Electric Bicycle

In order to save money on my commute and explore the areas outside the city in my free time, I wanted to build an electric vehicle that could carry me a reasonable distance and require minimal effort to operate. Hence, using a combination of kit and custom design, I constructed an electric bicycle. At the time of this writing the bicycle has over 200 miles on it and consistently succeeds at being an enjoyable and efficient mode of transportation. 

The electric drive powering the bicycle is a 1000W brushless DC motor embedded in the hub of the rear wheel. The wheel kit included a speed controller, now located inside the electronics enclosure (grey box mounted behind the seat). The enclosure also houses most of the wiring and power system, and signals exit through a 3D-printed entry cover. The instrument cluster on the handlebars allows toggling of relays inside the electronics enclosure that activate peripherals including a horn, headlights, and turn signals. The system is powered on with a key switch located on the handlebars and is powered by twelve 12Ah lithium polymer (LiPo) cells in series (separated into two packs), chosen for their high energy density, high rate of discharge, and low price. I’ve found that the 12Ah pack yields approximately 20 miles of range without any pedaling.

▶ **Work order 1**
Please condense the paragraph of the electric bicycle page that begins "The electric drive powering the bicycle" into a bulleted list that keeps its main facts.
▶ **Work order 2**
According to the electric bicycle page, how many miles were on the bicycle at the time it was written?

▶ **Data extracts**
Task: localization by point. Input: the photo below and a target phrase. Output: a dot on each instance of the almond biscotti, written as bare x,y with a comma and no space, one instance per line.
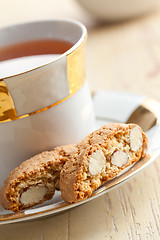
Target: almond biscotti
35,180
101,156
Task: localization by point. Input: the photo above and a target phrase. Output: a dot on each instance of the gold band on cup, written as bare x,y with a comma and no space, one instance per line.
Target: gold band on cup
76,78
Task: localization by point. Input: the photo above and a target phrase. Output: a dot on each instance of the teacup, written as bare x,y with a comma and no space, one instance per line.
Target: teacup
44,97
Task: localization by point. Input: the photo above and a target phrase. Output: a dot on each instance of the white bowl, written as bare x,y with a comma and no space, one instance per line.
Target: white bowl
51,104
113,10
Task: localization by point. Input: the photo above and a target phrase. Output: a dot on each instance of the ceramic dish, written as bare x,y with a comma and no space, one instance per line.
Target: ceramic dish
109,107
39,92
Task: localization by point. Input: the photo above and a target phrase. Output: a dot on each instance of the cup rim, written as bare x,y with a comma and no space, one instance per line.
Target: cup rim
73,48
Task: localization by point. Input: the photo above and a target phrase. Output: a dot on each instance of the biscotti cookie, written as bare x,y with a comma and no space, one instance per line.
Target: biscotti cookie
35,180
101,156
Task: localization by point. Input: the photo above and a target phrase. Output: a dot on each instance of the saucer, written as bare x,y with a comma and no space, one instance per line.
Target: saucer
109,107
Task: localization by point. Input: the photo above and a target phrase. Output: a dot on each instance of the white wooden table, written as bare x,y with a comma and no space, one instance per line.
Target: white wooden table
125,57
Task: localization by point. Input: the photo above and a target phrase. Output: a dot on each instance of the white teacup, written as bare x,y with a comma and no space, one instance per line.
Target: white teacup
45,100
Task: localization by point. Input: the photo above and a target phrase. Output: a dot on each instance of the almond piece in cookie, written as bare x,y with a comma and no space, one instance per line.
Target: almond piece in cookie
101,156
35,180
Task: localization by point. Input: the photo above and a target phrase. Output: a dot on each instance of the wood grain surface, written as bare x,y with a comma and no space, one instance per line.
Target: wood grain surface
123,57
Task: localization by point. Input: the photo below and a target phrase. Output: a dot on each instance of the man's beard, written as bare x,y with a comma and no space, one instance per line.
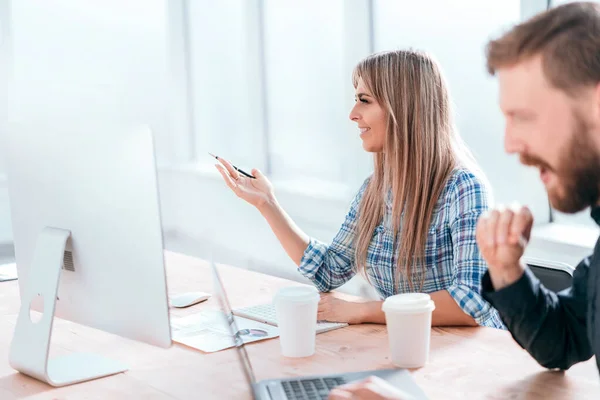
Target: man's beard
578,173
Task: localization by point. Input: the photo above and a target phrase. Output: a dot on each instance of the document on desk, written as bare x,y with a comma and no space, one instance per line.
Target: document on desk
8,272
207,331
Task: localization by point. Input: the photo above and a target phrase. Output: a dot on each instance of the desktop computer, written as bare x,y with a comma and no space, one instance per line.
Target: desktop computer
88,241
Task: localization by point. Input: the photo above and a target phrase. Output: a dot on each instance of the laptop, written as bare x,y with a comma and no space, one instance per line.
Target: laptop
307,387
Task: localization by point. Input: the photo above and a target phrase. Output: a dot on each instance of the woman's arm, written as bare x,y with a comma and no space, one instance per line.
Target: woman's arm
328,266
291,237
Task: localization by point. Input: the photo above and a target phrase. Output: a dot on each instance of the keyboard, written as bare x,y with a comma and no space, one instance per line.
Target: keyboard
266,313
310,389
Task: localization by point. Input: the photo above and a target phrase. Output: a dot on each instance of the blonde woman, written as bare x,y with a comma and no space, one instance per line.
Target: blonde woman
411,227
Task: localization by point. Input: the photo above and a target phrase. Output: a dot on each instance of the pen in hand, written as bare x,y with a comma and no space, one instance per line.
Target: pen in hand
236,168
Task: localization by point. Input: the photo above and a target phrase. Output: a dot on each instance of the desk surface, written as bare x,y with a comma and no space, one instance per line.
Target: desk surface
465,363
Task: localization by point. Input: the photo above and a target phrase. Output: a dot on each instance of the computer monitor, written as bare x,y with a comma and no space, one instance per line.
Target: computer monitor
88,241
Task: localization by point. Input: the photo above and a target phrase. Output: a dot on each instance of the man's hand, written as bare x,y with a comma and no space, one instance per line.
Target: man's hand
502,236
372,388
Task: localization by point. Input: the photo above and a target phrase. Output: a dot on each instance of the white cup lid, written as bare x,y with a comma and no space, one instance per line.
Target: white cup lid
297,294
408,302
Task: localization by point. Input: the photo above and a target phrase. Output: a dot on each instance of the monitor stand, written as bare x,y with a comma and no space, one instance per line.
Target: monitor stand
31,342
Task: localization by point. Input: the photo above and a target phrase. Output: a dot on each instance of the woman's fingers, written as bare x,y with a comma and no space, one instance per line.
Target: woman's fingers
227,178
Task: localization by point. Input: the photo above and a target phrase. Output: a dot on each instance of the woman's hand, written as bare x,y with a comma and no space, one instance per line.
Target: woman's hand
372,388
257,192
333,308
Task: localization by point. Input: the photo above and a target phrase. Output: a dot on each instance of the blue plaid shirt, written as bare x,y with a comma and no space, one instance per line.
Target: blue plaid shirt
452,259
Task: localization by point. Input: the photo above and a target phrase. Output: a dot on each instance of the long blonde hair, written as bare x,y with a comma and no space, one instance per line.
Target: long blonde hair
421,150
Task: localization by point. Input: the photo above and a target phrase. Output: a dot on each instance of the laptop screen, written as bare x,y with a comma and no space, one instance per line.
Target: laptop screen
221,295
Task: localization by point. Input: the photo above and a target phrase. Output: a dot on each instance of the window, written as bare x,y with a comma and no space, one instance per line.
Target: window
272,85
305,88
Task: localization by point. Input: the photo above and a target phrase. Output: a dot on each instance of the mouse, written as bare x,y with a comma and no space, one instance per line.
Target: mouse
188,299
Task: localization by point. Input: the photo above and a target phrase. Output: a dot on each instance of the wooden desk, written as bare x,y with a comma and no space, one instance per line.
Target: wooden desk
465,363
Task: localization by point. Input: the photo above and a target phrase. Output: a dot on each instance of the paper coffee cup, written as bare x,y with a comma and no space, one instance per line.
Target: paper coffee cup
408,319
296,309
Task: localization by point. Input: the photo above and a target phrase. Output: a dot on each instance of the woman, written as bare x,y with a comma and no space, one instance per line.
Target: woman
411,227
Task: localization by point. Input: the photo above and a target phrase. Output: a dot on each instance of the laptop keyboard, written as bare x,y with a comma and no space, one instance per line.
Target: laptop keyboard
310,389
266,313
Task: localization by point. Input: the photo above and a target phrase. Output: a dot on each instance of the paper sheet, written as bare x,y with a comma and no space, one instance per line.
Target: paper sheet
208,331
8,272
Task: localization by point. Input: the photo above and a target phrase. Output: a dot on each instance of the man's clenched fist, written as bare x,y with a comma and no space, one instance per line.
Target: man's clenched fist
502,235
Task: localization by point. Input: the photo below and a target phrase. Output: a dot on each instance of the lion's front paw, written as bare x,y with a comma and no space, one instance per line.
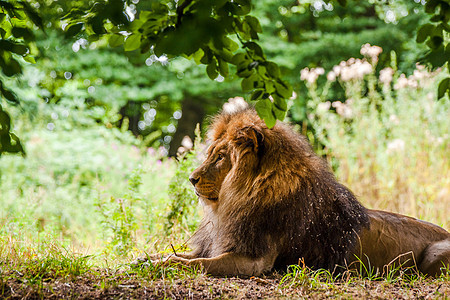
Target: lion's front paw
148,259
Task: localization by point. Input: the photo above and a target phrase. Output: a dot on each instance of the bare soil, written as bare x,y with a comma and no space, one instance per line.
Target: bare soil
110,284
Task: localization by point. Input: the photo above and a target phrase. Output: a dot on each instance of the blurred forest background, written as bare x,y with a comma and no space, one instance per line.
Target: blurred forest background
101,127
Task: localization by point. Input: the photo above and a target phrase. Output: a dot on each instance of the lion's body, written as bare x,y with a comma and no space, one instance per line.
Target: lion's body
269,201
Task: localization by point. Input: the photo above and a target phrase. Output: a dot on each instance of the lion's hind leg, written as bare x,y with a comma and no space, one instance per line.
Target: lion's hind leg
436,258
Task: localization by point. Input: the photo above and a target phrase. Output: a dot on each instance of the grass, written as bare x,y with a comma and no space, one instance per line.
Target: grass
88,200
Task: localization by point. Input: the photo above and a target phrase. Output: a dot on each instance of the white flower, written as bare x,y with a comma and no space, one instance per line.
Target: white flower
386,75
235,104
402,82
394,119
323,106
396,145
331,76
319,71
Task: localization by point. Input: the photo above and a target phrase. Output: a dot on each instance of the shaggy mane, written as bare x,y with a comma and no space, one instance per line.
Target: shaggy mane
279,193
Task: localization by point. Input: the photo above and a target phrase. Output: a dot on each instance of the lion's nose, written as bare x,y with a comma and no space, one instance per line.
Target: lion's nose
194,180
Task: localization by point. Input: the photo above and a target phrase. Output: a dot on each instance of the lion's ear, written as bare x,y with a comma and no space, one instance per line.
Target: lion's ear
250,136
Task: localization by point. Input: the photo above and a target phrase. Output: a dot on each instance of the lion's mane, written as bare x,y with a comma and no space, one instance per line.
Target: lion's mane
278,193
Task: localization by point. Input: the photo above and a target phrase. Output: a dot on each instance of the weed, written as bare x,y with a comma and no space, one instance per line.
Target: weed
301,275
183,201
119,215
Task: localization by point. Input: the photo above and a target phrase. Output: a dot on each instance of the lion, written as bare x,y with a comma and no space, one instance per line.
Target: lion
269,201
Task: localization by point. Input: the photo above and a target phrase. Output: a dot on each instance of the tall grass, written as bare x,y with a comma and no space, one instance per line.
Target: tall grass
389,139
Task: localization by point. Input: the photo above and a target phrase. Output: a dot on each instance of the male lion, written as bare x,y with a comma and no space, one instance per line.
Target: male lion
269,201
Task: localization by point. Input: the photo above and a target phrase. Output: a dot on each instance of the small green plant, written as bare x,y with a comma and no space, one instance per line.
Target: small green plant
119,215
301,275
164,270
183,200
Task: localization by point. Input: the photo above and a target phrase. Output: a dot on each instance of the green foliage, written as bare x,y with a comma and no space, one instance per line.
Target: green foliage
183,202
195,29
366,134
119,216
17,19
435,34
302,276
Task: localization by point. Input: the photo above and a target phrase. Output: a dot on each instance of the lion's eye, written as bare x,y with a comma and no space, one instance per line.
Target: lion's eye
220,156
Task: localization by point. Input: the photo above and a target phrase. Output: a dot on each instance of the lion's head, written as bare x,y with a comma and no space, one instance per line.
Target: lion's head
233,143
263,186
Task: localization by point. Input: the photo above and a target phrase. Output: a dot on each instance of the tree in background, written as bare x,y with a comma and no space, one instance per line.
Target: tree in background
220,34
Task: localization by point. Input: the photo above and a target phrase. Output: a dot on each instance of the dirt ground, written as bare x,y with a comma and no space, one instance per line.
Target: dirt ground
104,284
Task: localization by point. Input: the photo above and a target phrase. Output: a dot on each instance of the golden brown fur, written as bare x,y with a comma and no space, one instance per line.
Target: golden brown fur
269,201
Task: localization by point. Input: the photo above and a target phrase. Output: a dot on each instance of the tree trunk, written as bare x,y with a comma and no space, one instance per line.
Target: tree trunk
192,113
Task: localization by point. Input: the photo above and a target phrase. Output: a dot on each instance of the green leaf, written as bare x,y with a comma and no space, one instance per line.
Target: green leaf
254,23
279,102
264,109
5,122
279,114
444,87
25,33
283,89
29,59
273,70
255,48
132,42
31,13
211,70
247,84
116,40
73,29
223,67
257,94
424,32
198,55
238,58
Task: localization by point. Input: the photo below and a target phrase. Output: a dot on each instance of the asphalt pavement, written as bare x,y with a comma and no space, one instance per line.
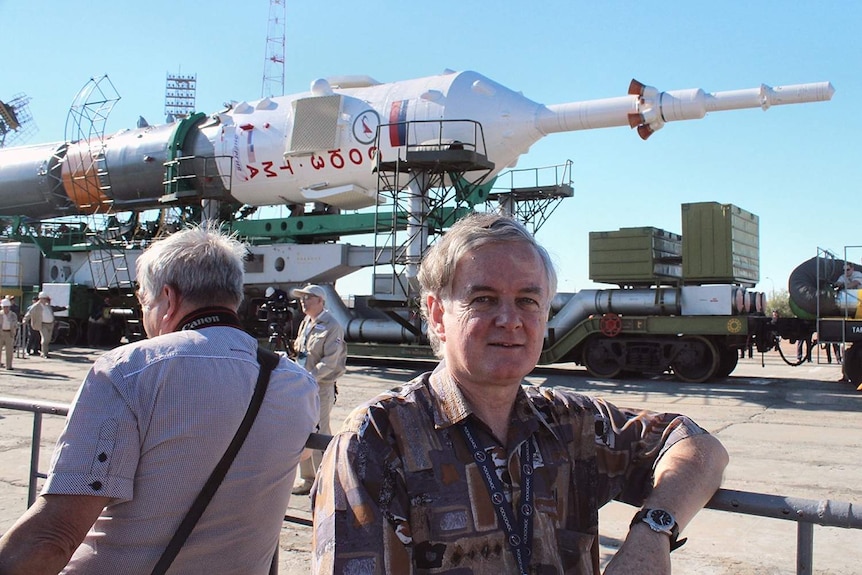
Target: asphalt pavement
790,431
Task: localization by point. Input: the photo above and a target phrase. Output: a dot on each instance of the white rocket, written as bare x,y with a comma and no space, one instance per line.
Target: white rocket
323,145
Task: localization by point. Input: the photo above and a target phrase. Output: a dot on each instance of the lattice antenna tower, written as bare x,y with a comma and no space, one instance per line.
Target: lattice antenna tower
180,93
16,123
273,68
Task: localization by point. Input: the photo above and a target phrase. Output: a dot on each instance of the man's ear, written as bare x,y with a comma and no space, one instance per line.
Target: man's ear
435,316
172,296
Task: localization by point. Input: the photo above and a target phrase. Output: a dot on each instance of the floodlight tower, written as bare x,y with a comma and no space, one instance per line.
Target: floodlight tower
16,123
273,69
180,93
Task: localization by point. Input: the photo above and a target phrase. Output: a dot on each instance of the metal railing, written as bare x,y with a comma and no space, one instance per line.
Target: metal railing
805,512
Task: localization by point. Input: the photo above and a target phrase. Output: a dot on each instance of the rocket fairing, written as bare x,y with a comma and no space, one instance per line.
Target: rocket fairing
323,145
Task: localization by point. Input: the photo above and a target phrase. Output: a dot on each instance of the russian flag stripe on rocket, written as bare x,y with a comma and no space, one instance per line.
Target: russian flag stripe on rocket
397,123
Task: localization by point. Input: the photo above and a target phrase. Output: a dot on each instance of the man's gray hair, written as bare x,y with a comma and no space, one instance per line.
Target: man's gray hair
202,263
468,234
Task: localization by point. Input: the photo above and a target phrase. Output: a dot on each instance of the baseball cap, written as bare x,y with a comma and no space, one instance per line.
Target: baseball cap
310,289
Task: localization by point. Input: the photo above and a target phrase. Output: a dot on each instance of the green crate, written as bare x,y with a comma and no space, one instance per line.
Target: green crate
635,256
722,244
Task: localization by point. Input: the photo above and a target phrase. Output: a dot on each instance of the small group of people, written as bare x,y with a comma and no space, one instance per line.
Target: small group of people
466,469
37,323
40,321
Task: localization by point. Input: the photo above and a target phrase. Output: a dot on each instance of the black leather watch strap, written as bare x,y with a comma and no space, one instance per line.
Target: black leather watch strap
666,524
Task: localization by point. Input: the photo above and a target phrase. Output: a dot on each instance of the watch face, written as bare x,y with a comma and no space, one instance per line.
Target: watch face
661,517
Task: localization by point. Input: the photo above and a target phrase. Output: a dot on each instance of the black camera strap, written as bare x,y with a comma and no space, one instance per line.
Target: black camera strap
268,361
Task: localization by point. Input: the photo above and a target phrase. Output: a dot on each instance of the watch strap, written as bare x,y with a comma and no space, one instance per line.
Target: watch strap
672,532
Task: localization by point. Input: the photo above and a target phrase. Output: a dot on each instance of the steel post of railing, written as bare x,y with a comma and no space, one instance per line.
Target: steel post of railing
804,548
35,448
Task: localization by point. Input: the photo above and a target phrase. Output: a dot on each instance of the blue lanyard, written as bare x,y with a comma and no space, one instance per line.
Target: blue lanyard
520,537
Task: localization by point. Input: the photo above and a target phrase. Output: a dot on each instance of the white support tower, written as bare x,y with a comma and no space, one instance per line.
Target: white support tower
273,68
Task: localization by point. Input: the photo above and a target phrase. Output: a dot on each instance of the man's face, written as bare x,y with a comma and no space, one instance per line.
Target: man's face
311,305
493,323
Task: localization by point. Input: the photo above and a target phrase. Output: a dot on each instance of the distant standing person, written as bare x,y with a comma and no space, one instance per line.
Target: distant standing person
8,330
852,278
320,348
42,320
14,306
32,334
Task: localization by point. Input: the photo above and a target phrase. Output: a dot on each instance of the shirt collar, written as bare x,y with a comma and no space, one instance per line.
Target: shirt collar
451,407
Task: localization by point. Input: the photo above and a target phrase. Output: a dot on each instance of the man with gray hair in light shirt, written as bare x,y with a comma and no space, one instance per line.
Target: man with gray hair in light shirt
151,421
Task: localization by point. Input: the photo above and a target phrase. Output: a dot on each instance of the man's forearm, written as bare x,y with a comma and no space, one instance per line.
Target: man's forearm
687,476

▶ **Written reply 1**
- Motor: 1000W brushless DC motor built into the rear wheel hub.
- Speed controller: came with the wheel kit and sits in the grey electronics enclosure behind the seat.
- Enclosure: holds most of the wiring and the power system. Signals leave through a 3D-printed entry cover.
- Handlebar instrument cluster: toggles relays in the enclosure for the horn, headlights, and turn signals.
- Power on: key switch on the handlebars.
- Battery: twelve 12Ah lithium polymer (LiPo) cells in series, split into two packs. They were chosen for high energy density, high discharge rate, and low price.
- Range: about 20 miles without pedaling.

▶ **Written reply 2**
Over 200 miles.